What the exercise asks. The full listing below is to be written out exactly.

Materials provided.
|---|

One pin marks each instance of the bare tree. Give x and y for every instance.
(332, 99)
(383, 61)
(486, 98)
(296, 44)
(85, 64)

|---|

Output of the task.
One pin marks each instance of the bare tree. Give x and y for every instance.
(332, 99)
(383, 61)
(486, 98)
(296, 44)
(85, 64)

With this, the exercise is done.